Written exercise
Copy out every record below exactly as written, but leave out any pictures.

Point placement records
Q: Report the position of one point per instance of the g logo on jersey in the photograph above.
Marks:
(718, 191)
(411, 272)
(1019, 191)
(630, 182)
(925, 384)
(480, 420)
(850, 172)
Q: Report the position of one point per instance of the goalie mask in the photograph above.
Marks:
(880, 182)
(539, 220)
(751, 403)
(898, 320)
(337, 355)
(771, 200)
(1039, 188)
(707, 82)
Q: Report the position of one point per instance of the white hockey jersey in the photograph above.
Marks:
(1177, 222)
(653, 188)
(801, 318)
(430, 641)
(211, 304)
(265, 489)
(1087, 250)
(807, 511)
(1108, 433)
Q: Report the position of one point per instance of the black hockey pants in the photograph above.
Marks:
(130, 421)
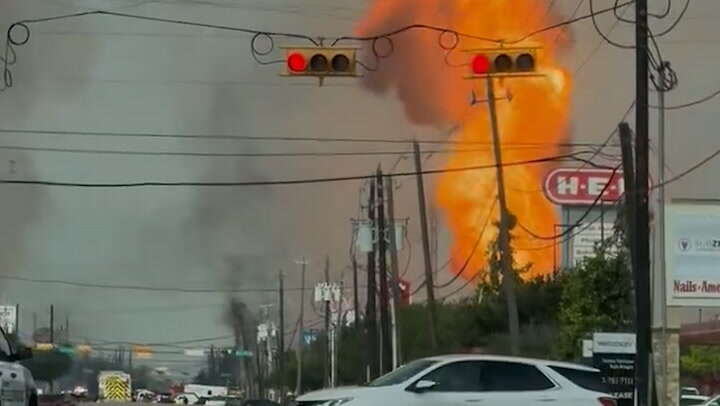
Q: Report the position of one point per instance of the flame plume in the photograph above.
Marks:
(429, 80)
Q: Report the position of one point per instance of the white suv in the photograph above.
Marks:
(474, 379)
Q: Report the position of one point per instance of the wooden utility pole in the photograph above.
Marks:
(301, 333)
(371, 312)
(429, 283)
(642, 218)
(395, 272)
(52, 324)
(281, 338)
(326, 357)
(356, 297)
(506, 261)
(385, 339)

Solution to the problem
Q: Report the position of one point per instance of the g logo on jersey in the photograph above.
Marks:
(718, 191)
(411, 272)
(1019, 191)
(630, 182)
(925, 384)
(480, 420)
(850, 172)
Q: Report the position of one point per instance of the goalie mask in the photograph above.
Marks:
(880, 182)
(539, 220)
(751, 403)
(898, 320)
(337, 355)
(771, 200)
(1039, 188)
(707, 82)
Q: Report the position of one point per instance of the white hockey jersey in the photograph above.
Marks:
(1177, 222)
(653, 188)
(801, 318)
(430, 641)
(211, 304)
(265, 489)
(1087, 250)
(807, 511)
(1108, 433)
Q: Report the position of one point per instance of the black hockey pants in the photograph above.
Marks:
(130, 421)
Q: Report the position of one point per instance of the flame plume in the photograph above.
Marks:
(429, 80)
Q: Report the position of one point per instance of the white suv in the photograph above.
Marks:
(474, 379)
Q: Report the position of one point per instance of the wooden utility pole in the photograph above.
Marks:
(301, 333)
(371, 312)
(429, 283)
(642, 218)
(395, 272)
(52, 324)
(281, 338)
(326, 357)
(356, 297)
(506, 261)
(385, 339)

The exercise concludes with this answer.